Data records
──────────────────────────────

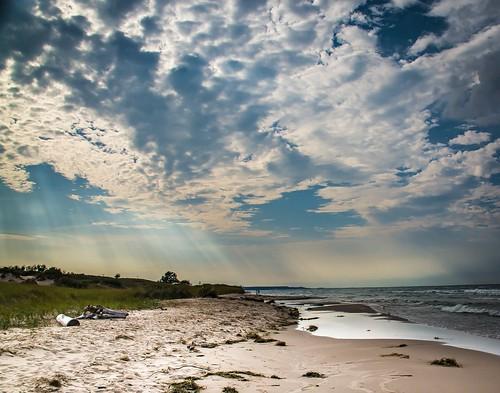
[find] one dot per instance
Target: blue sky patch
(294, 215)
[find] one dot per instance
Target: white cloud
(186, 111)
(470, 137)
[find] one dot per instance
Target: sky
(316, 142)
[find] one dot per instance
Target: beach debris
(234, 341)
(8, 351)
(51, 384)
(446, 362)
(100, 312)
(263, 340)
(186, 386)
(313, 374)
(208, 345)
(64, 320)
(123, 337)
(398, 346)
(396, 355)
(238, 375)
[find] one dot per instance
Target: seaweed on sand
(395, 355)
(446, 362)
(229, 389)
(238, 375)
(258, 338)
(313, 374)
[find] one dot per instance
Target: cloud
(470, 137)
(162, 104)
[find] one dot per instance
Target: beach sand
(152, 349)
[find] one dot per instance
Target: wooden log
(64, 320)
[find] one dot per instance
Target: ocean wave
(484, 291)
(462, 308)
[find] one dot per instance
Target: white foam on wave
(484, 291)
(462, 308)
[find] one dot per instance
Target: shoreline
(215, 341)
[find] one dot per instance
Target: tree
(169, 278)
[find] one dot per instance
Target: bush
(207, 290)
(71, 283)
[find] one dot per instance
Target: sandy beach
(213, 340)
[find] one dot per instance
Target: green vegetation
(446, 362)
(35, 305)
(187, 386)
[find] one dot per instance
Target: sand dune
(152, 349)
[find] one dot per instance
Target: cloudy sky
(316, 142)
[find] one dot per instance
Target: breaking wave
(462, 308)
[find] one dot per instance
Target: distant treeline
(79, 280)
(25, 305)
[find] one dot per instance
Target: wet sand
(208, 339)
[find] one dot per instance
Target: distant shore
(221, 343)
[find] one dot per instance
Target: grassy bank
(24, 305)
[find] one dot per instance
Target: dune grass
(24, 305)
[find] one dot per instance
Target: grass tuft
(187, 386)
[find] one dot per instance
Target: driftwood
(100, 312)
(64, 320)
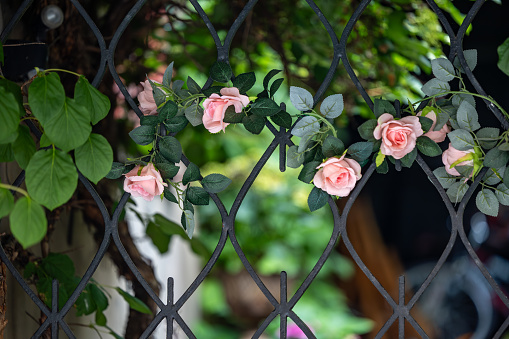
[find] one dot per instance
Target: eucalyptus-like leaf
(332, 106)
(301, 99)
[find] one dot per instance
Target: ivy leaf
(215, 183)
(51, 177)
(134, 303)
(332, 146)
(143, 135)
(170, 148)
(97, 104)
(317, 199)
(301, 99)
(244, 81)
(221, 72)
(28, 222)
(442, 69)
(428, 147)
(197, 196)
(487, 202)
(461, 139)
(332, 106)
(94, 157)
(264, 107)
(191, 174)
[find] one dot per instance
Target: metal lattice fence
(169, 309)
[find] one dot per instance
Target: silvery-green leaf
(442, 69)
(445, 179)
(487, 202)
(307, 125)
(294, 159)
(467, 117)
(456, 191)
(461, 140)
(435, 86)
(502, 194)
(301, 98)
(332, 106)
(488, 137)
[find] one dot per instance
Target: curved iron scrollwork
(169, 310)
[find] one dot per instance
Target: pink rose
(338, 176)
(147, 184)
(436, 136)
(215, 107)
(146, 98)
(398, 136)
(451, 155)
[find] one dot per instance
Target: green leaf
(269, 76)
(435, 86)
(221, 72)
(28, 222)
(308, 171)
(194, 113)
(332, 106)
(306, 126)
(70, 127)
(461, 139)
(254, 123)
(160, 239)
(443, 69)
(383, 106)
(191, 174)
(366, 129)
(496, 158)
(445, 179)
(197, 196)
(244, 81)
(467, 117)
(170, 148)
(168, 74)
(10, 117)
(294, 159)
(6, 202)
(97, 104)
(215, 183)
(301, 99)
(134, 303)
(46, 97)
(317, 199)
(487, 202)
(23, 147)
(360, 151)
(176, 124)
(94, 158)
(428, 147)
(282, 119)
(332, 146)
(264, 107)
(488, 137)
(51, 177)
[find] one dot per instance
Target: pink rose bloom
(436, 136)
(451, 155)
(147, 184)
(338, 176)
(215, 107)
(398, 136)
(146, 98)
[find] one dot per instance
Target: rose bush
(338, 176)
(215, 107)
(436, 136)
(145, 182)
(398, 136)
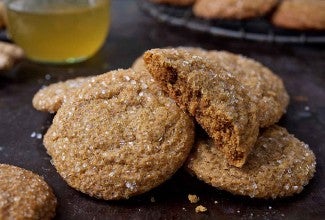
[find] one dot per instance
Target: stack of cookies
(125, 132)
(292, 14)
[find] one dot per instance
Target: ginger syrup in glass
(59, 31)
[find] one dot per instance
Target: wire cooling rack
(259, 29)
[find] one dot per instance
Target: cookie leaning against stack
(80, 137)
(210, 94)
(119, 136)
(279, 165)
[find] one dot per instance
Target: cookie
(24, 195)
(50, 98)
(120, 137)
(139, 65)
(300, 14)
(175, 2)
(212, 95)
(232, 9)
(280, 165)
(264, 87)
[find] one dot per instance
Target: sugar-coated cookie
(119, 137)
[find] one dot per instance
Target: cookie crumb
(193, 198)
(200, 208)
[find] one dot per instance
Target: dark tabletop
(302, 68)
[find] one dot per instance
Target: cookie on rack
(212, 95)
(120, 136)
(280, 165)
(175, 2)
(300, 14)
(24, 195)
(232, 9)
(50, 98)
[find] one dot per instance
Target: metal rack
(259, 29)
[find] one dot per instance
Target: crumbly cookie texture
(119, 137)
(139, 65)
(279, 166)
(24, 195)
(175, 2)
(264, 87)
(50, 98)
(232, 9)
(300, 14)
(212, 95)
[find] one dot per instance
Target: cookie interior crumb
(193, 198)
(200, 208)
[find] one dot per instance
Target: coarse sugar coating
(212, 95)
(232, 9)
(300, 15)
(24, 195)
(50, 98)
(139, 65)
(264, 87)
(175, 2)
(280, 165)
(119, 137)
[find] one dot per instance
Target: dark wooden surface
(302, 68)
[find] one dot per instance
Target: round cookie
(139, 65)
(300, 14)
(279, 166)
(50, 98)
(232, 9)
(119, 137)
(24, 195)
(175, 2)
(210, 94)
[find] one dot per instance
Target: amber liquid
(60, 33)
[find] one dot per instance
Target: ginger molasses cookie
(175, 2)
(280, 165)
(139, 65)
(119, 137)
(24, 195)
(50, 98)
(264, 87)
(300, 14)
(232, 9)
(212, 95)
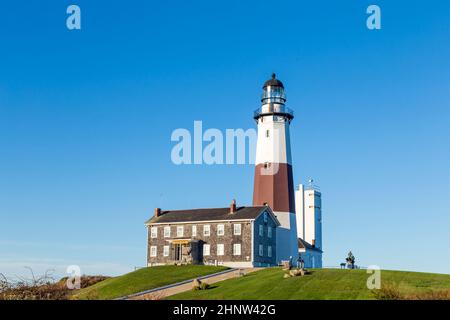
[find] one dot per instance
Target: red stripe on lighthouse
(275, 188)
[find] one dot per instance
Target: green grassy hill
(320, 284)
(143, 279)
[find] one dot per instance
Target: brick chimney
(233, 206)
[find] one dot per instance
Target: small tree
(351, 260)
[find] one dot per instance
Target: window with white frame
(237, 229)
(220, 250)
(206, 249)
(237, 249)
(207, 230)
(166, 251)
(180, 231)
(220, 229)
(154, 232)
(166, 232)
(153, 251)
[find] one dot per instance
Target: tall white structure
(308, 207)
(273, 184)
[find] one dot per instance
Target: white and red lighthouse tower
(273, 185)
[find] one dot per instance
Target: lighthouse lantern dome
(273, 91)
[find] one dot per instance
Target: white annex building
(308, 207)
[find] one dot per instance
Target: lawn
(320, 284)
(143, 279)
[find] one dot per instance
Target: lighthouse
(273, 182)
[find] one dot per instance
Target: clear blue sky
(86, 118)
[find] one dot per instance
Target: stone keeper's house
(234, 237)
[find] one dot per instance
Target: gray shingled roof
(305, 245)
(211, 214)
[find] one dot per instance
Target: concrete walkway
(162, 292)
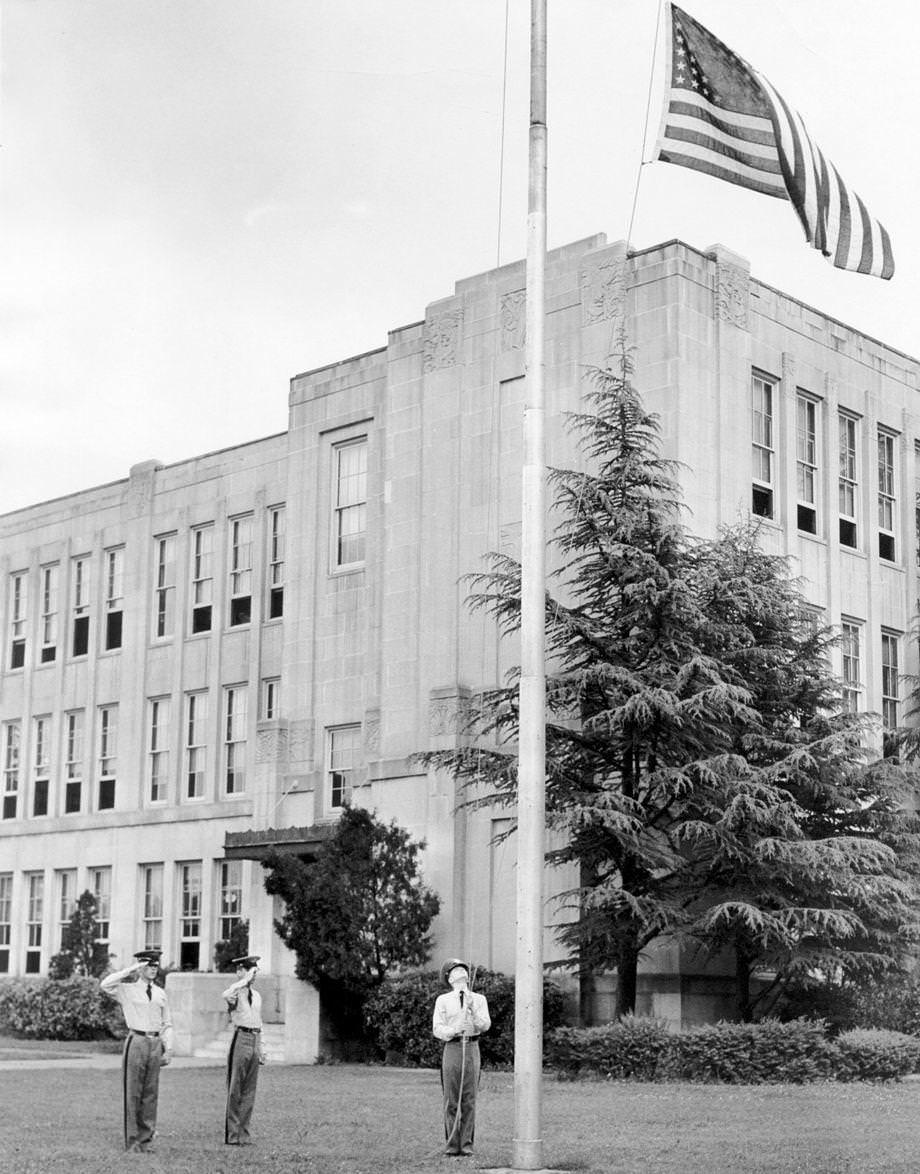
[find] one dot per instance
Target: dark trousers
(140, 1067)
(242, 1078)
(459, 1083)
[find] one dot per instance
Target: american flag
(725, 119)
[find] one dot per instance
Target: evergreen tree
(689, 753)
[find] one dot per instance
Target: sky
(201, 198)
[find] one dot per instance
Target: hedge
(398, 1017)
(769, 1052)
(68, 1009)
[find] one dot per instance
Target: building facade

──────────────────────────────

Problem details — All entries, top to bottom, should be retyped exactly; the pictures should not be.

Answer box —
[find] one dot per instance
Target: blue sky patch
(294, 215)
[find] one dot per instance
Target: white cloud
(186, 111)
(470, 137)
[find] one dot per instance
Target: sky
(316, 142)
[find] one dot per instance
Target: beach debris
(234, 341)
(8, 351)
(51, 384)
(446, 362)
(100, 312)
(263, 340)
(186, 386)
(313, 374)
(208, 345)
(64, 320)
(123, 337)
(398, 346)
(396, 355)
(238, 375)
[find] one dot per instance
Target: seaweed on sand
(395, 355)
(446, 362)
(229, 389)
(238, 375)
(258, 338)
(313, 374)
[find] one dot per instance
Target: cloud
(470, 137)
(162, 104)
[find] one dot per instance
Target: beach sand
(152, 349)
[find] one dot per instance
Target: wooden log
(64, 320)
[find] one dot per instance
Target: ocean wave
(484, 291)
(462, 308)
[find] one dot per instance
Target: white foam on wave
(484, 291)
(462, 308)
[find] one dot per instance
Target: shoreline
(215, 341)
[find] one dot per instance
Target: tree
(169, 278)
[find] one dot per instance
Target: bush
(207, 290)
(71, 283)
[find] one dot per instance
Target: sandy beach
(213, 340)
[find] one dot per instance
Target: green vegetation
(446, 362)
(35, 305)
(187, 386)
[find] one dot per instance
Target: sand dune
(152, 349)
[find] one dot per instance
Target: cloudy sky
(316, 142)
[find] one dot per instance
Target: breaking wave
(462, 308)
[find] one dot per instance
Target: distant treeline
(79, 280)
(25, 305)
[find] one dot per instance
Target: wet sand
(208, 339)
[find] one dot per instance
Target: distant shore
(221, 343)
[find] one dot per instance
Target: grassy bank
(24, 305)
[find] one dot per instance
Target: dune grass
(24, 305)
[find] one dot per instance
Target: grass tuft
(187, 386)
[find] one dot per instance
Target: driftwood
(100, 312)
(64, 320)
[find] one dot per instance
Target: eucalyptus-like leaf
(332, 106)
(301, 99)
[find] one dot per instance
Target: ivy leaf
(215, 183)
(51, 177)
(134, 303)
(332, 146)
(143, 135)
(170, 148)
(97, 104)
(317, 199)
(301, 99)
(244, 81)
(221, 72)
(28, 222)
(442, 69)
(428, 147)
(197, 196)
(487, 202)
(461, 139)
(332, 106)
(94, 157)
(264, 107)
(191, 174)
[find] one dot per instance
Target: metal lattice fence
(169, 309)
[find] one dot per instance
Target: silvery-green leaf
(442, 69)
(445, 179)
(487, 202)
(307, 125)
(294, 159)
(467, 117)
(456, 191)
(461, 140)
(435, 86)
(502, 194)
(301, 98)
(332, 106)
(488, 137)
[find] one dot per instance
Target: curved iron scrollwork
(169, 310)
[find] one dot per instance
Target: pink rose
(338, 176)
(147, 184)
(436, 136)
(215, 107)
(146, 98)
(398, 136)
(451, 155)
[find] one dot per instance
Target: green leaf
(269, 76)
(435, 86)
(221, 72)
(28, 222)
(308, 171)
(194, 113)
(332, 106)
(306, 126)
(70, 127)
(461, 139)
(254, 123)
(160, 239)
(443, 69)
(383, 106)
(191, 174)
(366, 129)
(496, 158)
(445, 179)
(197, 196)
(244, 81)
(467, 117)
(170, 148)
(168, 74)
(10, 117)
(294, 159)
(6, 202)
(97, 104)
(215, 183)
(301, 99)
(134, 303)
(46, 97)
(317, 199)
(487, 202)
(23, 147)
(360, 151)
(176, 124)
(94, 158)
(428, 147)
(282, 119)
(332, 146)
(264, 107)
(488, 137)
(51, 177)
[find] one dot per instance
Target: pink rose bloom
(436, 136)
(451, 155)
(147, 184)
(338, 176)
(215, 107)
(398, 136)
(146, 98)
[find] one dot per instance
Target: rose bush
(338, 176)
(215, 107)
(436, 136)
(145, 182)
(398, 136)
[find] one dot per instance
Target: stack of cookies
(125, 132)
(292, 14)
[find] one dot per instance
Target: ginger syrup in glass
(59, 31)
[find] one dot per instance
Target: wire cooling rack
(259, 29)
[find] one dot per instance
Target: cookie leaning against stack
(80, 137)
(210, 94)
(119, 136)
(279, 165)
[find] one dot per instance
Target: cookie
(24, 195)
(50, 98)
(120, 137)
(139, 65)
(300, 14)
(175, 2)
(212, 95)
(232, 9)
(280, 165)
(264, 87)
[find] one dot per instance
Target: sugar-coated cookie
(119, 137)
[find] one dot per instance
Target: cookie crumb
(193, 198)
(200, 208)
[find] one dot per instance
Target: dark tabletop
(302, 68)
[find] one dot per instance
Target: cookie on rack
(212, 95)
(120, 136)
(280, 165)
(175, 2)
(300, 14)
(24, 195)
(232, 9)
(50, 98)
[find] one dot per instance
Target: metal rack
(259, 29)
[find] one dot per instance
Target: crumbly cookie texture
(119, 137)
(139, 65)
(279, 166)
(24, 195)
(175, 2)
(264, 87)
(50, 98)
(232, 9)
(300, 14)
(212, 95)
[find] one dot per instance
Target: cookie interior crumb
(193, 198)
(200, 208)
[find] one dot per instance
Target: coarse sugar coating
(212, 95)
(232, 9)
(300, 15)
(24, 195)
(50, 98)
(139, 65)
(264, 87)
(175, 2)
(280, 165)
(119, 137)
[find] one dot per instance
Target: dark wooden surface
(302, 68)
[find] one dot per instance
Target: round cookie
(139, 65)
(300, 14)
(279, 166)
(50, 98)
(232, 9)
(119, 137)
(24, 195)
(175, 2)
(210, 94)
[find] one dot per instance
Target: amber liquid
(60, 33)
[find] one dot per instance
Target: ginger molasses cookie
(175, 2)
(280, 165)
(139, 65)
(119, 137)
(24, 195)
(50, 98)
(264, 87)
(300, 14)
(232, 9)
(212, 95)
[find] one dot per instance
Target: red stripe on lighthouse
(275, 188)
[find] one dot per instance
Target: green grassy hill
(320, 284)
(143, 279)
[find] one dot per instance
Target: brick chimney
(233, 206)
[find] one dot per instance
Target: small tree
(351, 260)
[find] one dot per instance
Target: window with white frame
(237, 229)
(220, 250)
(206, 249)
(237, 249)
(207, 230)
(166, 251)
(180, 231)
(220, 229)
(154, 232)
(166, 232)
(153, 251)
[find] one dot per instance
Target: tall white structure
(308, 207)
(273, 184)
[find] one dot per instance
Target: white and red lighthouse tower
(273, 185)
[find] one dot per instance
Target: lighthouse lantern dome
(273, 91)
[find] one dot per instance
Target: white annex building
(308, 207)
[find] one dot per instance
Target: lawn
(320, 284)
(143, 279)
[find] one dot per instance
Target: lighthouse
(273, 182)
[find] one dot per instance
Target: clear blue sky
(86, 118)
[find] one dot per instance
Target: stone keeper's house
(234, 237)
[find] one dot per instance
Target: gray shingled roof
(305, 245)
(211, 214)
[find] one dot per instance
Target: concrete walkway
(162, 292)
[find] one dot per instance
Target: dark trousers
(140, 1067)
(242, 1078)
(459, 1083)
[find] one dot per instance
Target: american flag
(725, 119)
[find] one dot per instance
Target: evergreen tree
(689, 753)
[find] one dot per instance
Target: sky
(201, 198)
[find] one dot per instance
Target: hedge
(398, 1017)
(769, 1052)
(68, 1009)
[find] one dot per instance
Target: building facade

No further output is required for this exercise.